Begin

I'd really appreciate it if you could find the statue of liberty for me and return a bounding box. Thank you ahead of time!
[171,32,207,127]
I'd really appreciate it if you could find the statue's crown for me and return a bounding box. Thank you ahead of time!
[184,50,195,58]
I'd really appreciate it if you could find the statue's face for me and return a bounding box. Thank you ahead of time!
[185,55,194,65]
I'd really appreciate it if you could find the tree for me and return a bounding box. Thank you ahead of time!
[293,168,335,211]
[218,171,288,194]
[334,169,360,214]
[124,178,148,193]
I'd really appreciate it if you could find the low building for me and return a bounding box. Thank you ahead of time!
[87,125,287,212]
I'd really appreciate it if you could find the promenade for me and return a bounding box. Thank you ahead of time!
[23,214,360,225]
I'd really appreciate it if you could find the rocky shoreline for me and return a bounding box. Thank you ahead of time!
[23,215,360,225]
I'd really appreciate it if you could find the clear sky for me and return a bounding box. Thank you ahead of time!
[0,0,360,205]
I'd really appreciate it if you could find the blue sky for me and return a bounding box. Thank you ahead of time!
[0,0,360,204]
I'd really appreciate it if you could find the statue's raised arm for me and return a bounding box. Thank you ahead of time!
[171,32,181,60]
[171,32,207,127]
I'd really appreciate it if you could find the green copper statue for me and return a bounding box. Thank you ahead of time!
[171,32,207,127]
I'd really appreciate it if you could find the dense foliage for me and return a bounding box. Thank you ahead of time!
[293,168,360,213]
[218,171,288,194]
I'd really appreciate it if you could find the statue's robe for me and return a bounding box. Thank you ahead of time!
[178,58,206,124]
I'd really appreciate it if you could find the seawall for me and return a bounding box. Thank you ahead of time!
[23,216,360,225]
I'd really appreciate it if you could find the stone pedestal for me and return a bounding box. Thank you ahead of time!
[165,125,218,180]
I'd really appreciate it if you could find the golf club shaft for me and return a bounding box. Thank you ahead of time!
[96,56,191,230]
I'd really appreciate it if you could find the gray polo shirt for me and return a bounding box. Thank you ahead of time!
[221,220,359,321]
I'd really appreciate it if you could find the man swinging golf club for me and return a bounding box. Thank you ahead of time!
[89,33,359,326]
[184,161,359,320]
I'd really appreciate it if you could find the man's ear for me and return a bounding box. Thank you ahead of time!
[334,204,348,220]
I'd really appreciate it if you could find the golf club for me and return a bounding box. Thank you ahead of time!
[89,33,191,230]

End

● Exercise requirements
Convert the material above into a JSON list of strings, with one string per line and blank lines omitted.

● Answer to the exercise
[
  "I'd really appreciate it if you could find the statue of liberty for me and return a bounding box. Thank you ahead of time!",
  "[171,32,207,127]",
  "I'd really appreciate it if you could find the statue's crown for me and return a bounding box. Thank you ahead of time!",
  "[184,50,195,58]",
  "I'd really appreciate it if you could find the statue's face for me and return a bounding box. Thank you ahead of time!",
  "[185,55,194,65]",
  "I'd really appreciate it if you could find the tree for me and return a bounding box. Thank you ahead of time!",
  "[293,168,335,211]",
  "[218,171,288,194]",
  "[334,169,360,214]",
  "[124,178,148,193]",
  "I'd really appreciate it if you could find the low building for me and return a bounding box. Thank you ahead of time!",
  "[87,125,287,212]",
  "I'd really appreciate it if you could find the promenade for me and return a bounding box. Thank you ahead of time!",
  "[23,214,360,225]",
  "I'd really appreciate it if you could find the rocky shoreline for me and return a bounding box. Thank you ahead of time!",
  "[23,215,360,225]",
  "I'd really appreciate it if you could find the clear sky for me and return a bounding box. Thank you ahead of time!",
  "[0,0,360,205]",
  "I'd really appreciate it if you could find the blue sky for me and return a bounding box. Thank you ahead of time!",
  "[0,0,360,204]",
  "I'd really appreciate it if you could find the statue's raised arm for me and return a bounding box. Thank you ahead of time!",
  "[171,32,181,60]",
  "[171,32,207,127]",
  "I'd really appreciate it if you could find the green copper statue for me and return a bounding box. Thank you ahead of time!",
  "[171,32,207,127]",
  "I'd really appreciate it if you could find the dense foliage for me and return a bounding box. Thank you ahead of time!",
  "[293,168,360,213]",
  "[218,171,288,194]",
  "I'd really appreciate it if you could find the statue's robe for me and return a bounding box. Thank you ahead of time!",
  "[178,58,206,124]",
  "I'd really appreciate it if you could find the seawall for me and return a bounding box. Thank you ahead of time!",
  "[23,216,360,225]",
  "I'd really appreciate it if you could find the stone pedestal for me and return a bounding box. Thank you ahead of time!",
  "[165,125,218,180]",
  "I'd really appreciate it if you could find the golf club shaft for me and return a bounding box. Thank you ahead of time!",
  "[96,56,191,230]",
  "I'd really appreciate it if you could find the gray polo shirt for me and return a bounding box. Thank you ahead of time!",
  "[221,220,359,321]",
  "I'd really appreciate it if you could find the man swinging golf club for me and return a bounding box. Thank you ahead of time!",
  "[89,33,359,326]",
  "[184,161,359,320]",
  "I'd really appreciate it if you could find the man's ear for me and return a bounding box. Thank you ahead of time!",
  "[334,204,348,220]",
  "I'd really appreciate it if you could find the golf club for me and return a bounding box. Thank you ahead of time!",
  "[89,33,191,230]"
]